Data records:
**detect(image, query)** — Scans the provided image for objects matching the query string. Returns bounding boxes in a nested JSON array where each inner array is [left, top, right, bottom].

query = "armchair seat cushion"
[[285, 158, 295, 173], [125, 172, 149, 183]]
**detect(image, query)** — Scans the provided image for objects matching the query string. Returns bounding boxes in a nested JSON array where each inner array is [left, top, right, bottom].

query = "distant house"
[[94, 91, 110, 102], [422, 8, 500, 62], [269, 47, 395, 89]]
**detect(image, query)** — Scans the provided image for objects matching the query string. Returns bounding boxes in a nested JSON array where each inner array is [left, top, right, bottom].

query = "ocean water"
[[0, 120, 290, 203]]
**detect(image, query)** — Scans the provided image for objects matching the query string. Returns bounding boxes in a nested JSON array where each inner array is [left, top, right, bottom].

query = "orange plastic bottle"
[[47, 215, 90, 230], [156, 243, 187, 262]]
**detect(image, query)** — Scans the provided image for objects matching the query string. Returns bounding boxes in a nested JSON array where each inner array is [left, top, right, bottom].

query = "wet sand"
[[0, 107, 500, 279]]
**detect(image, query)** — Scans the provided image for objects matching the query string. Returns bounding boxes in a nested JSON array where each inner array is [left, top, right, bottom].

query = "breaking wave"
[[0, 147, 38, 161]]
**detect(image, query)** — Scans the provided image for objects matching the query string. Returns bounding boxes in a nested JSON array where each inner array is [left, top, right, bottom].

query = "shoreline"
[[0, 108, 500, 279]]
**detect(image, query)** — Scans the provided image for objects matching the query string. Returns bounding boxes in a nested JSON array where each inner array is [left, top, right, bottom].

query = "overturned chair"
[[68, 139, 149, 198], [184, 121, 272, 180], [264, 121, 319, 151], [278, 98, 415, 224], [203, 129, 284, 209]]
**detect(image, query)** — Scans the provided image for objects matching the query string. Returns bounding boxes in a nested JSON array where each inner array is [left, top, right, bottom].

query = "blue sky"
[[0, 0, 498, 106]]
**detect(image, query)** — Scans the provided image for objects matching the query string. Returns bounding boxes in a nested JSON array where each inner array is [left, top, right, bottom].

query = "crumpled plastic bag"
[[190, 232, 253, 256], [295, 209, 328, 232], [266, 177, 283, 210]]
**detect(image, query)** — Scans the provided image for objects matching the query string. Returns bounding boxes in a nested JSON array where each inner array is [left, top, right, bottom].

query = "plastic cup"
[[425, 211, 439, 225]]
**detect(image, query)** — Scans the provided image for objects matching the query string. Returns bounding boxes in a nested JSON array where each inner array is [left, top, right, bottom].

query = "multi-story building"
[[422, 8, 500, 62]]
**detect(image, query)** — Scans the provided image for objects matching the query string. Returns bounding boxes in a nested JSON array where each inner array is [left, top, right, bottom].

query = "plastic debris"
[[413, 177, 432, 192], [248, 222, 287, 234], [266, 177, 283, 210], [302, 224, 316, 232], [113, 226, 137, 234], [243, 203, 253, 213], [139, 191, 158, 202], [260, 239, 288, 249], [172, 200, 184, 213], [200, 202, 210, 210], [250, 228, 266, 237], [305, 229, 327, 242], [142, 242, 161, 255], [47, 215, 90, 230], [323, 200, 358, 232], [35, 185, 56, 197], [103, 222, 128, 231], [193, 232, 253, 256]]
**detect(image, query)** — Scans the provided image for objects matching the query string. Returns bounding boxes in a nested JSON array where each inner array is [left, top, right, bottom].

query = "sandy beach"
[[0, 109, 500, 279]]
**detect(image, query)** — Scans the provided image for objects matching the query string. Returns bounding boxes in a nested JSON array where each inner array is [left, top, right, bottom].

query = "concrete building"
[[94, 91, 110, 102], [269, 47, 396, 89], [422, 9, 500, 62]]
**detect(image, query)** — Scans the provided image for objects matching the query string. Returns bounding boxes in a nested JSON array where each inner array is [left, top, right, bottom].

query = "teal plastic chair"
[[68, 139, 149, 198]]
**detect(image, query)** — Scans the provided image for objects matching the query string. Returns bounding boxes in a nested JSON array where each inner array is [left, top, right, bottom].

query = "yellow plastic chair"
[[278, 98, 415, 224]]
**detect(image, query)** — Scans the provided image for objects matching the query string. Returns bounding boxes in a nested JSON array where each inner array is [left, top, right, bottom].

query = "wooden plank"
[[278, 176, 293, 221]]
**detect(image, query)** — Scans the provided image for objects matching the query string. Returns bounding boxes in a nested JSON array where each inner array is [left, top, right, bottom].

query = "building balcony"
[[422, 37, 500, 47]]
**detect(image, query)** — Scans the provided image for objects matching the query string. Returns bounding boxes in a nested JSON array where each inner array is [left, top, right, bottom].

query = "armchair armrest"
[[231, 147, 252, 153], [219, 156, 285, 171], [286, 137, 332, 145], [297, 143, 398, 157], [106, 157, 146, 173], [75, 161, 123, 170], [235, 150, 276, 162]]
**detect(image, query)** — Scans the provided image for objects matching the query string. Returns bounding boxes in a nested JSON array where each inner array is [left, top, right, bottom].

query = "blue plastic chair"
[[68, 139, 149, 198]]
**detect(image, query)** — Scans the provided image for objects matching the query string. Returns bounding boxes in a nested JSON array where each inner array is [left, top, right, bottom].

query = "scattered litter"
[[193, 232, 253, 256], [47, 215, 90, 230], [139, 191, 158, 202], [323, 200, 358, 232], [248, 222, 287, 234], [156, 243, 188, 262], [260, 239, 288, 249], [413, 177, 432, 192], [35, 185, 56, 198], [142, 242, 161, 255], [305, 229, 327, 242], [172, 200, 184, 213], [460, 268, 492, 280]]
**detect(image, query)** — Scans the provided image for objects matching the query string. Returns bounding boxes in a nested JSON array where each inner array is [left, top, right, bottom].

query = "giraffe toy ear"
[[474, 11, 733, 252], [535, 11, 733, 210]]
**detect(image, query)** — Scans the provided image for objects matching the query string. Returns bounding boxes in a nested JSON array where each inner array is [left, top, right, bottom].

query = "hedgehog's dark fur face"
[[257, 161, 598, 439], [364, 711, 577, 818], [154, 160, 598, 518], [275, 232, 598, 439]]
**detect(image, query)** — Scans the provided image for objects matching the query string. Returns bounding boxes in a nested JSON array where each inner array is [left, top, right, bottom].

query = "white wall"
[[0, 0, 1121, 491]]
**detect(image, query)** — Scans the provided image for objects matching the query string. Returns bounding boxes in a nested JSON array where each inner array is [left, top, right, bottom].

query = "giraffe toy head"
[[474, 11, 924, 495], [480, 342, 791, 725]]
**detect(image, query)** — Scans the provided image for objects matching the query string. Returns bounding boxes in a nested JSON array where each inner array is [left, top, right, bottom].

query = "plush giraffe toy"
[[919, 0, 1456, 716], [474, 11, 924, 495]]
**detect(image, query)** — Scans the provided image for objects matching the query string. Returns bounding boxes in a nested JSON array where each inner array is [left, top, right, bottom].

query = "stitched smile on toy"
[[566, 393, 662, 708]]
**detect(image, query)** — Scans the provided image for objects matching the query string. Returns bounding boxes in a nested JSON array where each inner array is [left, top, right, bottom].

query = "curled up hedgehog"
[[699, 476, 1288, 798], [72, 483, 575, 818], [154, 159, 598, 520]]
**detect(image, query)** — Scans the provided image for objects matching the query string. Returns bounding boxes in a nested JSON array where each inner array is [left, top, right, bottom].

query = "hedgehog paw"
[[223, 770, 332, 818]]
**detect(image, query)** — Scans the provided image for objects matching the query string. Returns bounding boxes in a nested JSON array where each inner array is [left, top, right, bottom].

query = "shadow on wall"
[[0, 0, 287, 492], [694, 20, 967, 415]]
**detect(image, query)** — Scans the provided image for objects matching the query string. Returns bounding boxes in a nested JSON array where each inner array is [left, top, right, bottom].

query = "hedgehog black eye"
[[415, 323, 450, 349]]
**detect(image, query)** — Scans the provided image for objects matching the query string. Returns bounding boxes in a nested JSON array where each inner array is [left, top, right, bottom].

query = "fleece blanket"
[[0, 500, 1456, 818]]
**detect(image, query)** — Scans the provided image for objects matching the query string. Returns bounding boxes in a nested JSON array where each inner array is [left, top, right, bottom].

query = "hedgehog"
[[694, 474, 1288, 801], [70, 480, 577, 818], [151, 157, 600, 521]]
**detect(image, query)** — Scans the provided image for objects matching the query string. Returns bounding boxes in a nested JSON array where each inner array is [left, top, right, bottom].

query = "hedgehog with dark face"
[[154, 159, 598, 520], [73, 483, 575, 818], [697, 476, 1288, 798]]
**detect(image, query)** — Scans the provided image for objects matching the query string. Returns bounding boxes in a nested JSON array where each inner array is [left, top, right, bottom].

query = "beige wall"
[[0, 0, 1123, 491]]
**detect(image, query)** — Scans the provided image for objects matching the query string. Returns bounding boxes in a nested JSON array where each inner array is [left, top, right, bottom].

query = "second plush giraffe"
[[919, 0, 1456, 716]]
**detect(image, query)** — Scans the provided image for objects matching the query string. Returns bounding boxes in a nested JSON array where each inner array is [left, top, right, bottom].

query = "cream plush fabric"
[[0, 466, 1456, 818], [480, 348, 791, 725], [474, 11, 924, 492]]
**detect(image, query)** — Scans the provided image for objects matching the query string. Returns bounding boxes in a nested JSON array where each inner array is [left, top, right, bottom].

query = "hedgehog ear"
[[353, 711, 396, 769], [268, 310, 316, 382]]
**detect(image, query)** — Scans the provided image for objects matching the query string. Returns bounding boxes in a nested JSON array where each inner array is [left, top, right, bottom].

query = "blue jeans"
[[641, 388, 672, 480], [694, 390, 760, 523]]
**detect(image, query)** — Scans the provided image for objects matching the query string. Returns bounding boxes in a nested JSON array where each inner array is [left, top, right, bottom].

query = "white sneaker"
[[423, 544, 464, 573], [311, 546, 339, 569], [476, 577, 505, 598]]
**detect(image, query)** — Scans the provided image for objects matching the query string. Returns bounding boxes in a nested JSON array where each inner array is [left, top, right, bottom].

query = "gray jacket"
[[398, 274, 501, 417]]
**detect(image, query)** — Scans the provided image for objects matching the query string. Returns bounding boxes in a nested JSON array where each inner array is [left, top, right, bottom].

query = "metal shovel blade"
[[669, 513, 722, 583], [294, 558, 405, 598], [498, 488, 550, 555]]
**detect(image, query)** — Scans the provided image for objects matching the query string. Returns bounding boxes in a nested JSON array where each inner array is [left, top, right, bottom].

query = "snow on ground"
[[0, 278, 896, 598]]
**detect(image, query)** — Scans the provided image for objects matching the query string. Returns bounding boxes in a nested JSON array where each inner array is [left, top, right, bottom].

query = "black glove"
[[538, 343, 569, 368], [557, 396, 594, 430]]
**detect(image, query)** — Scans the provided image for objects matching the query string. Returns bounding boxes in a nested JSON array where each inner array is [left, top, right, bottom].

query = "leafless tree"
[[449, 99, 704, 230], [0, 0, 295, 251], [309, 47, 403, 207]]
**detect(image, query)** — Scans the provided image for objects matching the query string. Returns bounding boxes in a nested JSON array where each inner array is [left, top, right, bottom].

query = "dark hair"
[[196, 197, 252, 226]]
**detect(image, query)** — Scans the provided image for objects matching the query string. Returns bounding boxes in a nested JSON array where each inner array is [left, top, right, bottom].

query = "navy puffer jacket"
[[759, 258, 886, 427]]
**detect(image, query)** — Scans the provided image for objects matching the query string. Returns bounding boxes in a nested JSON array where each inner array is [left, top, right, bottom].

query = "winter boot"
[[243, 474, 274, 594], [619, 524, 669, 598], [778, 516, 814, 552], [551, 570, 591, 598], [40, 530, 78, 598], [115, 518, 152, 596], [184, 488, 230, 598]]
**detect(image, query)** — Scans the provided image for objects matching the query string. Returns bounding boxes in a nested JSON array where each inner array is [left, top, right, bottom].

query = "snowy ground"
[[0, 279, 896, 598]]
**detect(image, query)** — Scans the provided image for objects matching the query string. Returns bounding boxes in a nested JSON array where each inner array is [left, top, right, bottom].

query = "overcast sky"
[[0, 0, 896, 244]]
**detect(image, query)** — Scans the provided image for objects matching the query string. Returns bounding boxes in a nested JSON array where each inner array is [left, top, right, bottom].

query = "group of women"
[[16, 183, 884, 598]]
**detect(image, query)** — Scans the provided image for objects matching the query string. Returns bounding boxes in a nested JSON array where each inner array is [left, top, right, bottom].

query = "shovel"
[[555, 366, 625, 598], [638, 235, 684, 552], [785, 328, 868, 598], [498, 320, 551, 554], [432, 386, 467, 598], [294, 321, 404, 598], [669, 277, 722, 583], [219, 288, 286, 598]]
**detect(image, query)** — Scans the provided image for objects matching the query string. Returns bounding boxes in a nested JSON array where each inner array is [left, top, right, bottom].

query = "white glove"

**Aim of the exercise:** Can you print the items from their very beginning through the line containing "[[0, 120, 290, 203]]", inclusive, reproducing every line precisely?

**Written solution:**
**detect(image, query)** — Scans the provided image for objects matching the query string. Returns bounding boxes in a nested JSON array where each inner array is [left, top, right, bottom].

query = "armchair seat cushion"
[[285, 158, 295, 173], [125, 172, 149, 183]]
**detect(image, query)** — Scans the provided image for objects matching the query string. Returns bounding boxes in a nested JSON array where each inner array is [left, top, right, bottom].

query = "distant house"
[[94, 91, 110, 102], [422, 8, 500, 62], [269, 47, 395, 89]]
**detect(image, query)** — Scans the provided image for objects matching the query string. Returns bounding boxes in a nested JSON array where each inner array is [left, top, right, bottom].

query = "ocean water"
[[0, 120, 290, 203]]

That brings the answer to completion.